Direction:
Set out each line of the records below as a Markdown table with two columns, Row for its number and Line for its text, skipping any blank lines.

Record excerpts:
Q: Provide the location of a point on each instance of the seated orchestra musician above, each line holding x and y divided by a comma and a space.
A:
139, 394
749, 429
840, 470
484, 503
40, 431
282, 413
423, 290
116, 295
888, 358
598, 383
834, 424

Expected answer:
| Row | Line |
|---|---|
| 1 | Q: Provide the location of a point on each instance of the seated orchestra musician above, each line holding x and y divided by a comma and a space. |
| 2 | A: |
| 3 | 139, 394 |
| 4 | 749, 429 |
| 5 | 840, 470 |
| 6 | 484, 503 |
| 7 | 40, 431 |
| 8 | 282, 413 |
| 9 | 423, 290 |
| 10 | 116, 295 |
| 11 | 888, 358 |
| 12 | 598, 383 |
| 13 | 834, 424 |